**TEXTO FUENTE:**
--------

El vínculo con los espíritus, cuando se construye bien, puede ser profundamente transformador. No hablo de fantasías ni de consuelos místicos, sino de una relación real, sostenida, donde ambas partes se reconocen y se nutren. Pero como todo vínculo verdadero, también implica riesgos. Los vínculos se pueden romper, traicionar, desgastar. Hay espíritus que se alejan, otros que se ofenden, otros que nos reclaman cosas que no estamos dispuestos a dar. También están quienes nos protegen, nos enseñan, nos abren caminos que ni sabíamos que existían. En cualquier caso, es un camino que se recorre con los ojos abiertos, el corazón dispuesto y los pies firmes. Sin idealizaciones, sin fantasías infantiles, sin arrogancia.

--------

**DATOS DISPONIBLES:**
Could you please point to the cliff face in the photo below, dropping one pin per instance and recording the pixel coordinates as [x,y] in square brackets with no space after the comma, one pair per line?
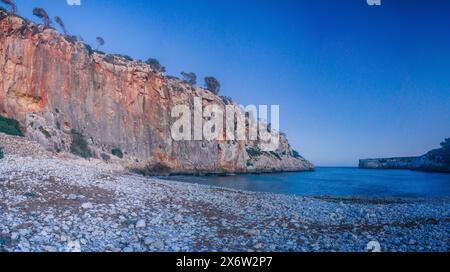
[54,85]
[434,161]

--------

**CONSIGNA 1:** Reescribe el pasaje del texto sobre el vínculo con los espíritus comprendido entre "El vínculo con" y "infantiles, sin arrogancia.", ambos incluidos, cambiando "espíritus" por "ancestros".
**CONSIGNA 2:** Prolonga el texto sobre el vínculo con los espíritus a partir de su última oración.

**RESPUESTA REDACTADA 1:**
El vínculo con los ancestros, cuando se construye bien, puede ser profundamente transformador. No hablo de fantasías ni de consuelos místicos, sino de una relación real, sostenida, donde ambas partes se reconocen y se nutren. Pero como todo vínculo verdadero, también implica riesgos. Los vínculos se pueden romper, traicionar, desgastar. Hay ancestros que se alejan, otros que se ofenden, otros que nos reclaman cosas que no estamos dispuestos a dar. También están quienes nos protegen, nos enseñan, nos abren caminos que ni sabíamos que existían. En cualquier caso, es un camino que se recorre con los ojos abiertos, el corazón dispuesto y los pies firmes. Sin idealizaciones, sin fantasías infantiles, sin arrogancia.

**RESPUESTA REDACTADA 2:**
La magia con espíritus es una de las formas más antiguas, profundas y poderosas de la práctica esotérica. Pero no es para todos. Y eso está bien. No todo el mundo está llamado a escuchar voces en la noche, a encender velas para una presencia, a dar ofrendas, a pactar, a negociar, a transitar umbrales. Pero quienes sí lo estamos, debemos hacerlo con conciencia. No para jugar con lo invisible, sino para habitarlo con responsabilidad y lucidez.
Gracias por leer.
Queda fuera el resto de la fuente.